| DATA FOR REVIEW |
BEGIN
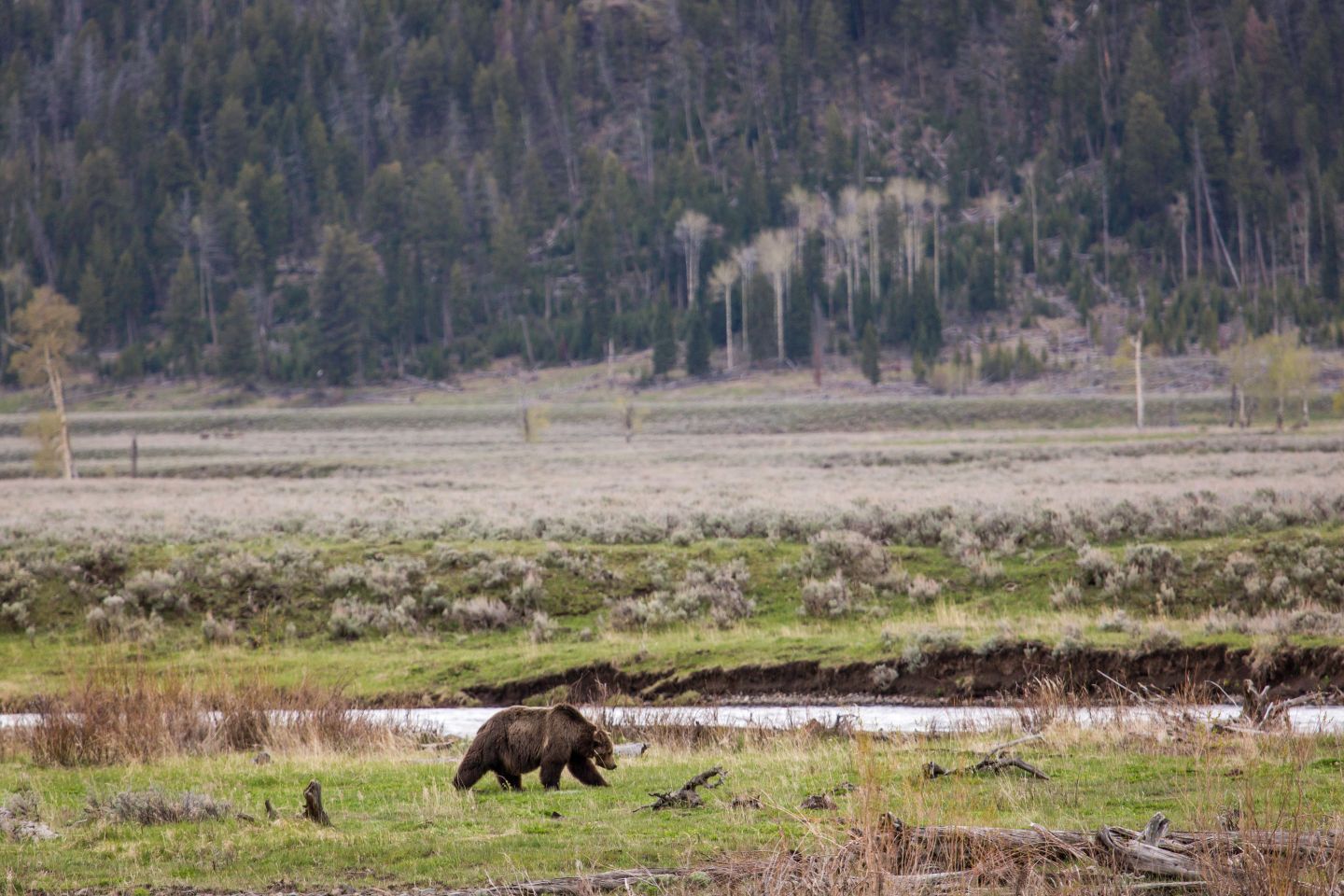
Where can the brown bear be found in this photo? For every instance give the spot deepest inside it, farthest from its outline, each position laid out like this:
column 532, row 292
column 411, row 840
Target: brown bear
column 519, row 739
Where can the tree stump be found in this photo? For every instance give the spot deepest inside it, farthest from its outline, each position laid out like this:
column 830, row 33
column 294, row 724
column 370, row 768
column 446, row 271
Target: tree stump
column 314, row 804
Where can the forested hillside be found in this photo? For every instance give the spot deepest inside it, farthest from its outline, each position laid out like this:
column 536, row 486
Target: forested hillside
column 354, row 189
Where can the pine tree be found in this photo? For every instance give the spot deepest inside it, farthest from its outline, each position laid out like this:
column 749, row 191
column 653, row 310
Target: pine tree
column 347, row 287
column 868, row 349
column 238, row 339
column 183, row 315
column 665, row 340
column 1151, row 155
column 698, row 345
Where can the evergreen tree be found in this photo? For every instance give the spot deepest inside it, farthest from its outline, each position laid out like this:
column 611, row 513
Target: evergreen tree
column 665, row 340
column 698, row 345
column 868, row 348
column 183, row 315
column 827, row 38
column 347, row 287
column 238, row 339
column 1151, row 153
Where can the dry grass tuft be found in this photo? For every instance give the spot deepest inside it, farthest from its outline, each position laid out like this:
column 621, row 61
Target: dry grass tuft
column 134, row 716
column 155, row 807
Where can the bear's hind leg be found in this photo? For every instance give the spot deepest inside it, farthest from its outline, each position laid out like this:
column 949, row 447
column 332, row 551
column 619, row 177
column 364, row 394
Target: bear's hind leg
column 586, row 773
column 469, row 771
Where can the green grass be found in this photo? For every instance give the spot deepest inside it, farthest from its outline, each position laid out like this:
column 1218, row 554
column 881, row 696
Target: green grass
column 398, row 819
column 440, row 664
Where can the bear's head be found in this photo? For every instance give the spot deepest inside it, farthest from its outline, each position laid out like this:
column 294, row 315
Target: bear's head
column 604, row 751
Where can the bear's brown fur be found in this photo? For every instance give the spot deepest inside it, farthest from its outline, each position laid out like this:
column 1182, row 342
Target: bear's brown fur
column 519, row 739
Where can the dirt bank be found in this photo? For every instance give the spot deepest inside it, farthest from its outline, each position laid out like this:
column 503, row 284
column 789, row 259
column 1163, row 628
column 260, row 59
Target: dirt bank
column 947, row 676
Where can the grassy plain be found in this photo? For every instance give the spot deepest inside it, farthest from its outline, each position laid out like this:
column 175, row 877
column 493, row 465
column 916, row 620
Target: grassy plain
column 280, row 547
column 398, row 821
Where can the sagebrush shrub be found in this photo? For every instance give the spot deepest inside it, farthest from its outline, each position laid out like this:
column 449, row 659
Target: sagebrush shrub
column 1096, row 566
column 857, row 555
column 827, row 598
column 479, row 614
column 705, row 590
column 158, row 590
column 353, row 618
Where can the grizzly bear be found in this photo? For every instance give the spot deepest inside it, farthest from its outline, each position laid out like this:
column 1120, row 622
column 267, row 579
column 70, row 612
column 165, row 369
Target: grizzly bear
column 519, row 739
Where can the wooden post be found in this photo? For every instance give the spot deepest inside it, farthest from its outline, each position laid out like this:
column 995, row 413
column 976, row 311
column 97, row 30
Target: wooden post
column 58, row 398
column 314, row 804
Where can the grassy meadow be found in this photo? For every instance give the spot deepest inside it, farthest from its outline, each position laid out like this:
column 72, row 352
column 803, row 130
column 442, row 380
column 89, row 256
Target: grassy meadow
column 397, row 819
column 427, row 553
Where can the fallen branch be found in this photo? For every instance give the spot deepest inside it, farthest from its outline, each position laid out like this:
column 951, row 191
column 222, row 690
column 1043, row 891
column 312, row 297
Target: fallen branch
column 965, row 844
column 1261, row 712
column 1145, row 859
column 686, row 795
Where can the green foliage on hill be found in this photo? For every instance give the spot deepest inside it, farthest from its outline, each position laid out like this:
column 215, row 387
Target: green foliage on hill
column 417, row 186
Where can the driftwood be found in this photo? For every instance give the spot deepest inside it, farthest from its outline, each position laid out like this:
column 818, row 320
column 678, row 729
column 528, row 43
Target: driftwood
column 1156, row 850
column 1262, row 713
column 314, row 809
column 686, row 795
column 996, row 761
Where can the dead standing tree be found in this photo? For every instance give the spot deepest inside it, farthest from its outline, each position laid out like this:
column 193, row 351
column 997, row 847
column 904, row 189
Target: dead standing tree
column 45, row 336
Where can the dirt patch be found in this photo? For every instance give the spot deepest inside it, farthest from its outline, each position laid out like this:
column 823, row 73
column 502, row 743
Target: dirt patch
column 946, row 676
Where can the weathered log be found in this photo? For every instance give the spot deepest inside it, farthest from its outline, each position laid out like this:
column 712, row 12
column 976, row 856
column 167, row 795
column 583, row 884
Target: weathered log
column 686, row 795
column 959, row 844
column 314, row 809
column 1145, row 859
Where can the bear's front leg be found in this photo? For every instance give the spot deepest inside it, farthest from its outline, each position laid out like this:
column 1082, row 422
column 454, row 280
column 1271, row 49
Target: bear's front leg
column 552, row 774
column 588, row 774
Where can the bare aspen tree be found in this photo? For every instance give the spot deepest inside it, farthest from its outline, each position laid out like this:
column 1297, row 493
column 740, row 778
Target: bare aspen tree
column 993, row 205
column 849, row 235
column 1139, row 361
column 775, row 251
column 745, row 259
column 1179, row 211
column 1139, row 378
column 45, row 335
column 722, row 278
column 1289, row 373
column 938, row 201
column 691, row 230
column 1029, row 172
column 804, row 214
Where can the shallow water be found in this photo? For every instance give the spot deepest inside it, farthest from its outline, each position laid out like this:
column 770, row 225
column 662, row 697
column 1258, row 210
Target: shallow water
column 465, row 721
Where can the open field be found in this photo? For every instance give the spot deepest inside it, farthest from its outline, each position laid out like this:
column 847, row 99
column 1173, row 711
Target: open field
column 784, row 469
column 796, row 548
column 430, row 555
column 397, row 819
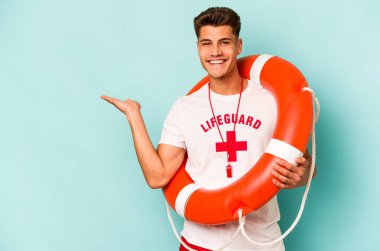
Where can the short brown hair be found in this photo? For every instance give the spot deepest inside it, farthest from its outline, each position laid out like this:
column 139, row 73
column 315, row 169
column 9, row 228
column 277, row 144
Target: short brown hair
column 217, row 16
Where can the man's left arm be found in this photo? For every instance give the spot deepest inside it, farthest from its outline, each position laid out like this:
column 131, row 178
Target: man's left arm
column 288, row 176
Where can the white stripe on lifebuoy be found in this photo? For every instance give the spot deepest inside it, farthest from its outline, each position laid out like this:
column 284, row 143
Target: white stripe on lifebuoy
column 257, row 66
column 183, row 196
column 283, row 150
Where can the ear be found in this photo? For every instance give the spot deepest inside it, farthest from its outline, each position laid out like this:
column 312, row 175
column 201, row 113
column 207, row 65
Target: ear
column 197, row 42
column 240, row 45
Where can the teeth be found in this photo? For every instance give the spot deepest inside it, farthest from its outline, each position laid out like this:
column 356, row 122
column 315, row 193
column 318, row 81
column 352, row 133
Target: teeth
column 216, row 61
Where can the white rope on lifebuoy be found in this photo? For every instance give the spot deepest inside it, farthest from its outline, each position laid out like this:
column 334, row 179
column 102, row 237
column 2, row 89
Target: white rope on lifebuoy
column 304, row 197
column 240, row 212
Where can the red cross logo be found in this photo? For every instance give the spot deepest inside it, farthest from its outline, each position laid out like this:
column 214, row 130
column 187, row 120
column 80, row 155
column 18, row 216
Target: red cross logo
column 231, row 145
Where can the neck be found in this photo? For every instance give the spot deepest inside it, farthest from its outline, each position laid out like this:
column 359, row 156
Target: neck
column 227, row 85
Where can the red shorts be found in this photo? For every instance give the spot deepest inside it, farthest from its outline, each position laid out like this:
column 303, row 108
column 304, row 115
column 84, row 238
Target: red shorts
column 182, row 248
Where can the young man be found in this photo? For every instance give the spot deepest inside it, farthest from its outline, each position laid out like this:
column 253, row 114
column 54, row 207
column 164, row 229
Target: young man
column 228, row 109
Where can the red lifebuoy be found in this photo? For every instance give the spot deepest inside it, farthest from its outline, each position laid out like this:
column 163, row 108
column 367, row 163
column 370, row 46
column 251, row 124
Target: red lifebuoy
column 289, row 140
END
BEGIN
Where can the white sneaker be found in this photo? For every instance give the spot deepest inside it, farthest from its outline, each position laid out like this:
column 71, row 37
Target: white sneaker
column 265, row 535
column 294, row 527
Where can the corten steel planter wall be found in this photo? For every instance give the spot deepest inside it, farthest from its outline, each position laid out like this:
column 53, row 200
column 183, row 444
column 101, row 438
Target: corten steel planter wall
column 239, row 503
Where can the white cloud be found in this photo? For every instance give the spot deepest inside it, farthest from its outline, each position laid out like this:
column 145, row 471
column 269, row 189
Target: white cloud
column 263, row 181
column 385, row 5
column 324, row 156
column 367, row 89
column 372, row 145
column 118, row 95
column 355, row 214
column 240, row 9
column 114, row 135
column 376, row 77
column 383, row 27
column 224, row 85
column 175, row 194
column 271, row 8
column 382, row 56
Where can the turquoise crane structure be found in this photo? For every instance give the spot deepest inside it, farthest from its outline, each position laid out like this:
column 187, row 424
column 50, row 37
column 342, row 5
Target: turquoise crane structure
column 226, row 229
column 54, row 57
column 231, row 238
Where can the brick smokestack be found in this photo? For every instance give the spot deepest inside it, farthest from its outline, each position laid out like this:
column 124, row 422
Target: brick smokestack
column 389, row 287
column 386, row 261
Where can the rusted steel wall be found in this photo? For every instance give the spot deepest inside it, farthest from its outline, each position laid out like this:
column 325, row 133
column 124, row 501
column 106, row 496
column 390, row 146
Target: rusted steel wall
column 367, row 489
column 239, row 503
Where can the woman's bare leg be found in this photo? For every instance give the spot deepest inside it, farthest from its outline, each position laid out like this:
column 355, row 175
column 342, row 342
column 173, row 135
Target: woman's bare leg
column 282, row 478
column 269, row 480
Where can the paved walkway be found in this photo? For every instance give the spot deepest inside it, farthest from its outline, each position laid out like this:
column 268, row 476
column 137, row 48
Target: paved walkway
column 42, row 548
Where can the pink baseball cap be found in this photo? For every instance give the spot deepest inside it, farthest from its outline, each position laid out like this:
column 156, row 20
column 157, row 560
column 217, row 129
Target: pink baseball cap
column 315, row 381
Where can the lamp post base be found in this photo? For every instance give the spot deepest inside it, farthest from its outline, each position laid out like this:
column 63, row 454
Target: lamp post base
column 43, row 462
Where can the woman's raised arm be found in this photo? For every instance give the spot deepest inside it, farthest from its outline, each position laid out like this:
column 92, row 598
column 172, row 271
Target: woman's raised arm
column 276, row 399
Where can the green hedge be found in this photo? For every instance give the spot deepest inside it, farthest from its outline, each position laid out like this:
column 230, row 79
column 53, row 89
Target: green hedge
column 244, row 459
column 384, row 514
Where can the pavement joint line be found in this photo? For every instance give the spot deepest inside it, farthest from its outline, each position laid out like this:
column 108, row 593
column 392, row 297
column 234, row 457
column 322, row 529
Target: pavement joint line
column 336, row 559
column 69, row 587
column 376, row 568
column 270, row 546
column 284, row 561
END
BEGIN
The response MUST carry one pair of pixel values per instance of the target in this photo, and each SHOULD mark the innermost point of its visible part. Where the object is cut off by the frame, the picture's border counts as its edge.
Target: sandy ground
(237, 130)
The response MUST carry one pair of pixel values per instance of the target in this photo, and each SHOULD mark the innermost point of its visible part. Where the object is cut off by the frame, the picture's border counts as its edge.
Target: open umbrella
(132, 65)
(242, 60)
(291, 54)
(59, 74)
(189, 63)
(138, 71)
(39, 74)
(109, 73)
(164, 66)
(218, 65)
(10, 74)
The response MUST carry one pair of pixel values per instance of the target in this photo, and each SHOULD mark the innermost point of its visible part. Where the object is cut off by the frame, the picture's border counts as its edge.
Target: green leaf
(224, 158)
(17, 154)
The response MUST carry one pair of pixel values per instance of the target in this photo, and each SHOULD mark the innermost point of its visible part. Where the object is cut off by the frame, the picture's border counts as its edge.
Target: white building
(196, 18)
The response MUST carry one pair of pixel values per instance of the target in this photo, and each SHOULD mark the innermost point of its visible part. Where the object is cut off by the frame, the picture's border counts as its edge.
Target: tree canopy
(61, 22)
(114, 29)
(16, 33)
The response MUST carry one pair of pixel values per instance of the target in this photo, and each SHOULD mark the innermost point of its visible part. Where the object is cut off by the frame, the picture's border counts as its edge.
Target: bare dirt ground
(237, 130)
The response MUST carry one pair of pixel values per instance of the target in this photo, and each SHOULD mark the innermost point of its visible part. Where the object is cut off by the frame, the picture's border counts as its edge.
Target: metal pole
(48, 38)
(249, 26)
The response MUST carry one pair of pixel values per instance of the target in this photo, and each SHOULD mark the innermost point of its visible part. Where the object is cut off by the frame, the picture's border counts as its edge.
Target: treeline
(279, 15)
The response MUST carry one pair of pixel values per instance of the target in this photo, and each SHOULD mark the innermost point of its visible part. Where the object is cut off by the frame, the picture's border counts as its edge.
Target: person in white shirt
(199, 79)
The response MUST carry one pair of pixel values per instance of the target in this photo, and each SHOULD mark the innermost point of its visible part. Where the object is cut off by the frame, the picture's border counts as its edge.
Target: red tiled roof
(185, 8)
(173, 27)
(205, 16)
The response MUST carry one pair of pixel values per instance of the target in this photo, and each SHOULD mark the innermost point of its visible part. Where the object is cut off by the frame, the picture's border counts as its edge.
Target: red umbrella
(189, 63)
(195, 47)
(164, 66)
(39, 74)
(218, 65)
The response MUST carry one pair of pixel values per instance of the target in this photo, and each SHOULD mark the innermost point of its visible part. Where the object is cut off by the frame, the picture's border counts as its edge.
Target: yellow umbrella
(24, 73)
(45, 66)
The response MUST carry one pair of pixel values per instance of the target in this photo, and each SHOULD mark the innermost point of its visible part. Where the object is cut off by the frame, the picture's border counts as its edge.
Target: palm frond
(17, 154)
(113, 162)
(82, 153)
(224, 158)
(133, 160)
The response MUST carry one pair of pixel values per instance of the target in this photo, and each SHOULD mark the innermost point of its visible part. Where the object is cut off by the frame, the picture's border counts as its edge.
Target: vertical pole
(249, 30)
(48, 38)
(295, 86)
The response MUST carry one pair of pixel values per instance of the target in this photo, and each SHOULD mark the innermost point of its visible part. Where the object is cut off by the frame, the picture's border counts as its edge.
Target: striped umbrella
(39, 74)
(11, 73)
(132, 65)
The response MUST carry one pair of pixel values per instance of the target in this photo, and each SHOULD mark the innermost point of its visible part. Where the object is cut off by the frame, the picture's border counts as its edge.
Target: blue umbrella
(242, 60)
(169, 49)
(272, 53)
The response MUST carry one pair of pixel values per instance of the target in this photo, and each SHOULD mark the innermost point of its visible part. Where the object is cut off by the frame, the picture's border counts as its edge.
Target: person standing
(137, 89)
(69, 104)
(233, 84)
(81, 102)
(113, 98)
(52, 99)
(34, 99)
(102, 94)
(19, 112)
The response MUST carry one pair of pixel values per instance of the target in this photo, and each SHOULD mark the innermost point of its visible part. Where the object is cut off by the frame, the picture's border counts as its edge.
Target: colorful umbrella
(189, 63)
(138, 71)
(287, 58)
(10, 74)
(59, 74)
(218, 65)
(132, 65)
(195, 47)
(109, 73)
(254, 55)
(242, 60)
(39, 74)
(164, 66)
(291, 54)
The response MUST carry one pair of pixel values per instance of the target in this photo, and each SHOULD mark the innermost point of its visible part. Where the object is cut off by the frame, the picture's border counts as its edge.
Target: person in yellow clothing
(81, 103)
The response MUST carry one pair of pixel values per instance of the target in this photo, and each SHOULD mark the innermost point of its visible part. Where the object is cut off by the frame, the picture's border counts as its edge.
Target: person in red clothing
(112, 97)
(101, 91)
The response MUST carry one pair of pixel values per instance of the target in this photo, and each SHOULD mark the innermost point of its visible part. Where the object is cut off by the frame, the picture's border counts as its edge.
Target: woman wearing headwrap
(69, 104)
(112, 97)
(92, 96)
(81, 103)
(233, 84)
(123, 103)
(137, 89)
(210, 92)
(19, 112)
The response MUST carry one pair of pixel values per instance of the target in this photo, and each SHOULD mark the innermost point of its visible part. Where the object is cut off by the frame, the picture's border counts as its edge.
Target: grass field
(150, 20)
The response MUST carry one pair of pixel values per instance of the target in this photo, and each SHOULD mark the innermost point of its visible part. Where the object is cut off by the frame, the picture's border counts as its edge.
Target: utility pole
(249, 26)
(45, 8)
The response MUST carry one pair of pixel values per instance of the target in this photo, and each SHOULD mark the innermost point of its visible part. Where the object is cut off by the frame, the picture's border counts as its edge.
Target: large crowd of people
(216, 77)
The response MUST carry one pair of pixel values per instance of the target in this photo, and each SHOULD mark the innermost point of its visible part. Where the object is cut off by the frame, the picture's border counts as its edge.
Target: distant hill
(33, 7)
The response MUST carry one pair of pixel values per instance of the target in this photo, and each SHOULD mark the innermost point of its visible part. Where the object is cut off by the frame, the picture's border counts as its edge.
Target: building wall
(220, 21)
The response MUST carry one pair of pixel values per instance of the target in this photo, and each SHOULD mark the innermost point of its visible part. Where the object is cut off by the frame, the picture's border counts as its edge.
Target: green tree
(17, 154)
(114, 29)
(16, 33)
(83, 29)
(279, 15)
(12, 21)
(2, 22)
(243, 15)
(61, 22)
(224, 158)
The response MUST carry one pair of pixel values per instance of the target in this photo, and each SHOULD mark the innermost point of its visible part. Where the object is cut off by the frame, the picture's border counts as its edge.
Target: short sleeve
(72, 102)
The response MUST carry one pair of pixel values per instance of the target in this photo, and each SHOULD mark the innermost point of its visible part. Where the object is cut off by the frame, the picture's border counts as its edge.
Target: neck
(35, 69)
END
| YOUR TASK |
As the answer, set down only the lines from the data above between the one holding "column 294, row 315" and the one holding "Where can the wooden", inclusive, exactly as they read.

| ANSWER TO THIS TASK |
column 294, row 315
Target: bear's head
column 604, row 751
Where can the bear's brown fur be found in this photo? For every instance give the spot deepest inside it, farthest from its outline, each position laid out like this:
column 1182, row 342
Target: bear's brown fur
column 519, row 739
Where can the dirt bank be found in this photo? For every instance give the spot deepest inside it, farthest from its outline, each position laid out like this:
column 503, row 284
column 789, row 259
column 1163, row 628
column 260, row 59
Target: dirt bank
column 947, row 676
Where can the grassy plain be found in this photo? For every instance give the spot deepest inside it, farthest from its outline, each position laid out like this:
column 175, row 877
column 493, row 465
column 916, row 620
Target: grassy plain
column 280, row 547
column 398, row 821
Where can the sagebrush shrub be found in this photo? For every instance give the spot deepest inside it, farthest from its outline, each position laid out like this:
column 449, row 659
Target: sagebrush shrub
column 1096, row 566
column 857, row 555
column 827, row 598
column 479, row 614
column 705, row 590
column 158, row 590
column 353, row 618
Where can the grizzly bear be found in this photo? For every instance give the spot deepest inside it, farthest from its outline, each position laid out like this:
column 1120, row 622
column 267, row 579
column 70, row 612
column 165, row 369
Target: grizzly bear
column 519, row 739
Where can the wooden post be found in this photo? For every instance give the spot deepest inside it, farthest from its outline, each position laid out like this:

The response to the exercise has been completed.